> [Written instruction]:
Which lines in the material below contain the string "green"? Show each of them in full.

> [Data for the task]:
==========

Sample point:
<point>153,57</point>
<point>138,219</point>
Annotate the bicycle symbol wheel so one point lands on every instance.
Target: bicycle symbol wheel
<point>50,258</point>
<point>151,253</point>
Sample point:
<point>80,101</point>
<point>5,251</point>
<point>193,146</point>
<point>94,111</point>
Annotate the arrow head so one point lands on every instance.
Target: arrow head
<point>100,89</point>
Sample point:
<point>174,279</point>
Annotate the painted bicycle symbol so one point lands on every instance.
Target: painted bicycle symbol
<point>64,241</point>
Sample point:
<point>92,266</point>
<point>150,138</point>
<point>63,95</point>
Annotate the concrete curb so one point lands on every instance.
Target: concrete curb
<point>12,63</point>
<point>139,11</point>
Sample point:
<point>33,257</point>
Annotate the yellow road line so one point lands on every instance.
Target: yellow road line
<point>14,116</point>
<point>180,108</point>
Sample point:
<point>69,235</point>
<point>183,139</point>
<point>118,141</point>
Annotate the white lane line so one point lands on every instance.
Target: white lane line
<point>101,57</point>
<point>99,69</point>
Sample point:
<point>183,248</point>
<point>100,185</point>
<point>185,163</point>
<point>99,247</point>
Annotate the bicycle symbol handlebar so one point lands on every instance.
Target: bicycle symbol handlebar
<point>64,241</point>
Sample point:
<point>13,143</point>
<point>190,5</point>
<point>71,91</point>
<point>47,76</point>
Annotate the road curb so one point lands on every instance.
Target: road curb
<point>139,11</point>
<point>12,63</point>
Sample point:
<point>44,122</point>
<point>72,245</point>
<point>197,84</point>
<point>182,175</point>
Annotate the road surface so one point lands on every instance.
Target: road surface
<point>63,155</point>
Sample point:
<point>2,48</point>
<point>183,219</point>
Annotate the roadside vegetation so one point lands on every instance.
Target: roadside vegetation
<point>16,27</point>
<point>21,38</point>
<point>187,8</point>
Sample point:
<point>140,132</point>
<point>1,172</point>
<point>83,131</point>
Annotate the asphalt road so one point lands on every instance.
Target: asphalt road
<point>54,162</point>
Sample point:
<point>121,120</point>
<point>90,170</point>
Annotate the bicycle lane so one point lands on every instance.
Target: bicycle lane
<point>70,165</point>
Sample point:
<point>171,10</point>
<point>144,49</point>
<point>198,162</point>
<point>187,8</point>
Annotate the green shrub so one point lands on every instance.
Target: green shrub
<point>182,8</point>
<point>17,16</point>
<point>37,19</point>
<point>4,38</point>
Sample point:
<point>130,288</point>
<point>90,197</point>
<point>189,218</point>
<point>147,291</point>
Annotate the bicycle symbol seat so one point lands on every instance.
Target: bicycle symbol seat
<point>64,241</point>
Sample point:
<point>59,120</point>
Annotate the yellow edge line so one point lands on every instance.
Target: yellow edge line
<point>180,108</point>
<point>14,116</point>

==========

> [Finished exercise]:
Annotate the green shrub so one point lands on every instance.
Target: green shrub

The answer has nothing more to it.